## To be done
In the devotional post about Paul Miki below, how long was the forced march from Kyoto to Nagasaki?

## Document extract
(begin)
Tuesday, November 5, 2024

Our Church Speaks | Paul Miki in Nagasaki, "God's Samurai"

 

Paul Miki: God's Samurai w/ The Merry Beggars

"I tell you plainly:
there is no way to be saved
except the Christian Way."

+ Paul Miki
1562-1597 A.D.

As we step past All Saints' Day and see the season of Advent on the horizon, we among Emmaus City Church are seeking to soak in stories of people throughout the past millenia who have followed Jesus, using Our Church Speaks: An Illustrated Devotional of Saints from Every Era and Place as our resource. Here is the first excerpt we included on this blog:


When we handed these books out to our congregation this past weekend, this is part of the note we included inside each one:

This might seem at first to be a peculiar Advent devotional. But saints often are peculiar people who stand out in a particular time and place. In fact, the times when saints shine the most are times of darkness. They give glimpses of Jesus’ Light, which darkness cannot overcome.

Advent begins in the darkAnd we, as part of Jesus’ Church, are called to live as Advent people who anticipate Jesus’ coming into our darkness today to overcome it. Ultimately, our hope rests in the God of Advent who drew near to us in Jesus’ first coming and will come again to take away the darkness forever and be our eternal Light.
That hope is what saints have embodied as our sisters and brothers across time, ethnicities, Christian traditions, nationalities, and more.

As we step into this next year, our prayer is that we will shine all the more with the holy light of Christ in us and through us. And we pray that we “being rooted and firmly established in love, may be able to comprehend with all the saints what is the length and width, height and depth of God’s love.” After all, “the Father has enabled us to share in the saints’ inheritance in the light. He has rescued us from the domain of darkness and transferred us into the Kingdom of the Son He loves.”

This post features an excerpt from Our Church Speaks so that you might also walk some of this journey with us with reflection, prayer, and anticipation for how the Light of the world might shine in your life during this season.

Opening Prayer

O Lord, open my lips,
and my mouth will declare your praise.
Glory be to the Father, and the Son,
and the Holy Spirit.
As it was in the beginning, is now,
and ever shall be, forever and ever.
Amen.


Paul Miki
When Your Neighbor Is Your Enemy

Christianity first reached Japan in 1549, due to the heroic missionary work of the Jesuit priest Francis Xavier and his companions. In the next sixty years, over three hundred thousand Japanese citizens converted to Christianity. Conversions became so widespread that the Japanese ruling class suspected Christians were seeking to overthrow the government and colonize and enslave the Japanese people. The ruler, Hideyoshi, issued an order for the arrest and execution of Christians. Japanese evangelist Paul Miki was on track to become the first Japanese-born Christian priest, but he was arrested before this aspiration was fulfilled. He was among a group of twenty-six Christians who were rounded up and forced to undergo a six-hundred-mile march from Kyoto to their place of execution in Nagasaki. 

As they walked, 
Miki tried to convert those they encountered,
and the prisoners sang an 
Ancient Christian hymn,
the Te Deum:

"We praise You, O God;
we proclaim You as Lord.
All the earth worships You,
the Father everlasting."
(end)
## Data entries
(begin)
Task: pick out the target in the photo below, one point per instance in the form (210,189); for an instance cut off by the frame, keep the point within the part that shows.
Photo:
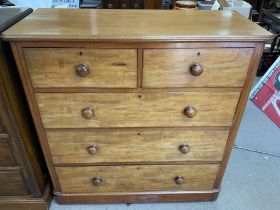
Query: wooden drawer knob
(184,148)
(190,111)
(179,180)
(88,112)
(196,69)
(82,70)
(97,181)
(92,150)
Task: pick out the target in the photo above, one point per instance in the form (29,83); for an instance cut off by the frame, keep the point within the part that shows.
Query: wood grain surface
(222,67)
(136,178)
(55,67)
(158,145)
(6,156)
(60,110)
(135,25)
(11,183)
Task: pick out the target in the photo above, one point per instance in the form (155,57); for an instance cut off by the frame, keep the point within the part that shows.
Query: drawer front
(100,68)
(72,110)
(6,156)
(102,179)
(11,183)
(224,67)
(158,145)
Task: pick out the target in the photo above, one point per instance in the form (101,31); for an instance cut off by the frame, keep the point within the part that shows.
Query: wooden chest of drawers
(136,112)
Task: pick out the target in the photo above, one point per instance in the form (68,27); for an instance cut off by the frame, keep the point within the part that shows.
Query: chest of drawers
(140,112)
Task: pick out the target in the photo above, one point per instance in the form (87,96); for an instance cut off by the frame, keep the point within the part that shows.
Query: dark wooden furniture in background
(142,112)
(23,174)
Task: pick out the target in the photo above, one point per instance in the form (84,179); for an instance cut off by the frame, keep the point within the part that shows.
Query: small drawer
(98,68)
(141,178)
(213,67)
(172,109)
(6,156)
(12,184)
(157,145)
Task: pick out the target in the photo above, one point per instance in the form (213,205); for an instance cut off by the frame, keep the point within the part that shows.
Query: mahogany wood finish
(136,110)
(137,145)
(23,175)
(147,114)
(136,178)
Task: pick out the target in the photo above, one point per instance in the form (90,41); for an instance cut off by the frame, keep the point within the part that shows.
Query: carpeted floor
(252,179)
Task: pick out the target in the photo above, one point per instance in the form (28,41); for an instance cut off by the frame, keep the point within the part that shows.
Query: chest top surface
(136,25)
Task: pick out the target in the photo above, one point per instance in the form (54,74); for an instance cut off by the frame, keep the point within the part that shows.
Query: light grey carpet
(251,182)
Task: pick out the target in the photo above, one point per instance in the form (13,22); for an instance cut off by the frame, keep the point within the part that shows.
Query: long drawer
(214,67)
(102,179)
(85,110)
(139,145)
(70,67)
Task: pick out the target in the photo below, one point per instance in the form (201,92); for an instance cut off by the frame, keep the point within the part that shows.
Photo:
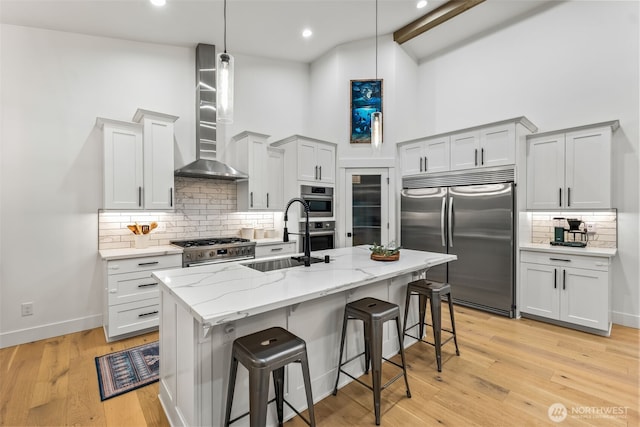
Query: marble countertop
(108,254)
(220,293)
(588,251)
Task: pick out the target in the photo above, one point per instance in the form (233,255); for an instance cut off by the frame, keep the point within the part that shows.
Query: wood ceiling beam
(433,19)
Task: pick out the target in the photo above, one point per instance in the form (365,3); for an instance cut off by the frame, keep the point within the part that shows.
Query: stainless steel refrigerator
(474,222)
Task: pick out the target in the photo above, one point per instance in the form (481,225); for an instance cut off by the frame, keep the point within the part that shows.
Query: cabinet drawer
(130,287)
(144,264)
(564,260)
(132,317)
(275,249)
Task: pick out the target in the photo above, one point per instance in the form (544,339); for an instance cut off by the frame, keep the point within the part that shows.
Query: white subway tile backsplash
(204,208)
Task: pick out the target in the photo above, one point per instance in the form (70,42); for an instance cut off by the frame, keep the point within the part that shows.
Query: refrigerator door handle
(450,222)
(442,234)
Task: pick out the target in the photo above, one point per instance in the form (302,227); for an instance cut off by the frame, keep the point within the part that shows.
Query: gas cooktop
(210,241)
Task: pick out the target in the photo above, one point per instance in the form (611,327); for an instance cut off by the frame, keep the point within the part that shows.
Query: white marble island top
(220,293)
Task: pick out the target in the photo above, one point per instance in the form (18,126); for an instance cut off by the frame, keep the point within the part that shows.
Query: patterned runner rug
(128,370)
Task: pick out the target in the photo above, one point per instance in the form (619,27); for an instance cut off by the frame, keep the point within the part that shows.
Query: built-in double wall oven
(321,235)
(319,199)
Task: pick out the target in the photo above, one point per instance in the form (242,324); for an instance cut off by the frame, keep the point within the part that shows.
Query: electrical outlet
(229,333)
(27,309)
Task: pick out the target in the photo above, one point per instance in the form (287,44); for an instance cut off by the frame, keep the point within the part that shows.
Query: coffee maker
(574,229)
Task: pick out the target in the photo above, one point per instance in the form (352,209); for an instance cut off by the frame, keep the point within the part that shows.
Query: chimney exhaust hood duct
(206,165)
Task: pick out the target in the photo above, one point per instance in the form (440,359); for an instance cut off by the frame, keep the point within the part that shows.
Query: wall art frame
(366,98)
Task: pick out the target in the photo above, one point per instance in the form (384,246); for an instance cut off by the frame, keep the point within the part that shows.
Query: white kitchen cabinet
(572,289)
(131,300)
(275,248)
(249,151)
(427,155)
(484,147)
(314,160)
(570,169)
(158,135)
(138,162)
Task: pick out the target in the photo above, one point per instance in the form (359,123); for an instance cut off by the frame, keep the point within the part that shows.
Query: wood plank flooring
(509,373)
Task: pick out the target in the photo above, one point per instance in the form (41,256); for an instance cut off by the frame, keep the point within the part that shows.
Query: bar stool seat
(374,313)
(433,291)
(263,353)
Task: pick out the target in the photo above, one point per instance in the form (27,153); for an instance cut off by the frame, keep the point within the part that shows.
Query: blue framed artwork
(366,99)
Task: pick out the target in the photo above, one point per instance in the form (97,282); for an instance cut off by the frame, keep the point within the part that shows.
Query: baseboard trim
(36,333)
(626,319)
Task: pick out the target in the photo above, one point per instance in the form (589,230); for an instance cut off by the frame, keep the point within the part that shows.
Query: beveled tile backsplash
(204,208)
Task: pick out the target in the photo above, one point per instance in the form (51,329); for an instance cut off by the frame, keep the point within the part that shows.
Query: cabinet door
(588,169)
(307,166)
(436,155)
(545,172)
(498,145)
(412,158)
(123,169)
(158,164)
(275,179)
(326,160)
(539,285)
(585,298)
(465,150)
(257,174)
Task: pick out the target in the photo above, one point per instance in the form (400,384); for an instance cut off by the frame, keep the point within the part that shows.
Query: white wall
(53,86)
(572,64)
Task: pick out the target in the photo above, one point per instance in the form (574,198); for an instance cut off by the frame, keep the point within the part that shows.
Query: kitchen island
(203,309)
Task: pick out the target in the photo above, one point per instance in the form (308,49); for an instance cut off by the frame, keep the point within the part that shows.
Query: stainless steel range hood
(206,165)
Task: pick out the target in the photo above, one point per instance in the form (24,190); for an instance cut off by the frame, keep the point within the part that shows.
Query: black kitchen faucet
(307,242)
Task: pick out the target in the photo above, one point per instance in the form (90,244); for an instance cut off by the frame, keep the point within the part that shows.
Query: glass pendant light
(224,69)
(376,118)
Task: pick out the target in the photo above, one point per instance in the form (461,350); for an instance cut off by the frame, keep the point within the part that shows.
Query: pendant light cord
(224,14)
(376,39)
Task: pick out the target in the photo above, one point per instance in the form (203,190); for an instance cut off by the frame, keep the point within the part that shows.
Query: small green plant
(390,249)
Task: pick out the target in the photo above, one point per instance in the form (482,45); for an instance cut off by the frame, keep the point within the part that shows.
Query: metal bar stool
(373,312)
(433,291)
(262,353)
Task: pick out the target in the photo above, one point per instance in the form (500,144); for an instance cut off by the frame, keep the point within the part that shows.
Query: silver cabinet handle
(444,204)
(450,222)
(146,285)
(151,313)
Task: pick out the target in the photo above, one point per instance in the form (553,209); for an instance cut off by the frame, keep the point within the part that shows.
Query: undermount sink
(280,263)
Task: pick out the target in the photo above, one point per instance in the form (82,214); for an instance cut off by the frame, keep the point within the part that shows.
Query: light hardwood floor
(509,373)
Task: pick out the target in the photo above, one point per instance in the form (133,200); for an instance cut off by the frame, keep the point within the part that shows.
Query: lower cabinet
(131,300)
(572,289)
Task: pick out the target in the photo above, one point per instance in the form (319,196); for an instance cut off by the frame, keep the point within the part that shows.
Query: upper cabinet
(571,168)
(483,146)
(315,160)
(425,155)
(249,151)
(138,162)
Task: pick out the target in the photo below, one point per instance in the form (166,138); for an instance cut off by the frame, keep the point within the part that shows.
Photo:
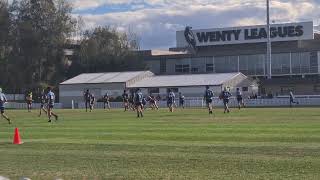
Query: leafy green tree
(39,30)
(106,50)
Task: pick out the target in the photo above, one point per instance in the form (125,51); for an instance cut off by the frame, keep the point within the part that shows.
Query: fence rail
(196,103)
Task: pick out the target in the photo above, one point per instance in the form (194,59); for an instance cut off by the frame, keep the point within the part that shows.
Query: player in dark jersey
(240,99)
(153,102)
(87,99)
(292,99)
(50,100)
(125,99)
(132,103)
(138,98)
(92,101)
(171,100)
(43,99)
(29,101)
(3,100)
(208,96)
(181,100)
(106,101)
(144,103)
(225,96)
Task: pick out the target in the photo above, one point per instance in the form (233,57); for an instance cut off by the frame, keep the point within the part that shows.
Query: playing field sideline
(186,144)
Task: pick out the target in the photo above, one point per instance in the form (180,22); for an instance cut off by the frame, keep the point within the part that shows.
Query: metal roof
(111,77)
(184,80)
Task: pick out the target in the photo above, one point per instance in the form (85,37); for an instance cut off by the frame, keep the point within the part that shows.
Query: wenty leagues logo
(190,38)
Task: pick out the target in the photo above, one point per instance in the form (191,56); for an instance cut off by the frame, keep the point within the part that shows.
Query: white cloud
(157,20)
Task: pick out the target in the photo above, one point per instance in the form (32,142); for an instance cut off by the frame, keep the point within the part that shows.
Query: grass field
(187,144)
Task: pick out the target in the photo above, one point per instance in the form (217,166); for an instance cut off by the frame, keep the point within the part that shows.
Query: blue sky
(156,21)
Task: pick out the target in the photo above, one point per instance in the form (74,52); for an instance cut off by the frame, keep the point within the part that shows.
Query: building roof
(164,52)
(110,77)
(184,80)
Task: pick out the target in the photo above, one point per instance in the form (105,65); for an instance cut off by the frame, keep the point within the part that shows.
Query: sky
(156,21)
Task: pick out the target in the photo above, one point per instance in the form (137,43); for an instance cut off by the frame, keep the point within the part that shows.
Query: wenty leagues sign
(248,34)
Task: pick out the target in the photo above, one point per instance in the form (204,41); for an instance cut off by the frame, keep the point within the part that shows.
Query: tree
(40,30)
(106,50)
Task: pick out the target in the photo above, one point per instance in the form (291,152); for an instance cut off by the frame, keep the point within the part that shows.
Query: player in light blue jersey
(3,100)
(225,96)
(208,96)
(138,99)
(43,98)
(171,100)
(240,99)
(50,100)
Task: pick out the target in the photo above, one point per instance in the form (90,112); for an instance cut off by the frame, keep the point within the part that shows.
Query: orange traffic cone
(17,139)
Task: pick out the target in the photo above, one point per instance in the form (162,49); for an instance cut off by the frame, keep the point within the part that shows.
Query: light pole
(269,64)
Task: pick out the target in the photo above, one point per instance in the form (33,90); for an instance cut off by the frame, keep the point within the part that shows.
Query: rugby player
(50,100)
(87,98)
(181,100)
(240,98)
(43,98)
(208,96)
(3,100)
(139,103)
(292,99)
(225,96)
(106,100)
(125,99)
(29,101)
(171,100)
(92,101)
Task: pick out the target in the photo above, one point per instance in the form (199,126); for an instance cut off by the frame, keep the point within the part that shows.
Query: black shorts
(138,104)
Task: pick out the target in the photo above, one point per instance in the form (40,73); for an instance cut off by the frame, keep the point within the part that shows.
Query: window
(163,66)
(252,64)
(281,63)
(301,62)
(209,68)
(285,90)
(316,88)
(226,64)
(245,89)
(154,91)
(175,90)
(194,69)
(184,68)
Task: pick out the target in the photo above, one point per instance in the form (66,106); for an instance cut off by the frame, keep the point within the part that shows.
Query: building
(295,56)
(191,85)
(98,83)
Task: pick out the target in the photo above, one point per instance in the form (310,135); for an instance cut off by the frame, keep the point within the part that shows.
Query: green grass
(187,144)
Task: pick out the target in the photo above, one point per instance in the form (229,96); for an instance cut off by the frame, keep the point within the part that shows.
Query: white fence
(15,97)
(193,102)
(13,105)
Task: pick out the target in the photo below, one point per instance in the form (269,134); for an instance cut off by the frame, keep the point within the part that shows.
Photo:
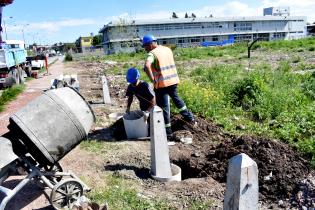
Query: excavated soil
(285,175)
(281,168)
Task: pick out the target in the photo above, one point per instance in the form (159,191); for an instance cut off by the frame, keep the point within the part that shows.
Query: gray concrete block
(106,96)
(242,184)
(160,161)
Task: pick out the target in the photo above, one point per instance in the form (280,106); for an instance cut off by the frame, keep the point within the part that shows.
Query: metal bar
(85,187)
(10,193)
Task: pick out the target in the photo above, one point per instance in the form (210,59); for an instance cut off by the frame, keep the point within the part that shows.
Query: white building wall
(185,34)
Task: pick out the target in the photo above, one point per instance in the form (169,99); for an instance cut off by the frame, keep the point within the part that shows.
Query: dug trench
(283,171)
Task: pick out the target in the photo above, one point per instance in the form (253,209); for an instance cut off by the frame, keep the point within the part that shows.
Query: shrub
(284,66)
(308,87)
(68,57)
(244,94)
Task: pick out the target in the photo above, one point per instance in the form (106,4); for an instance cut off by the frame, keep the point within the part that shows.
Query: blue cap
(end)
## Answer below
Six hundred miles.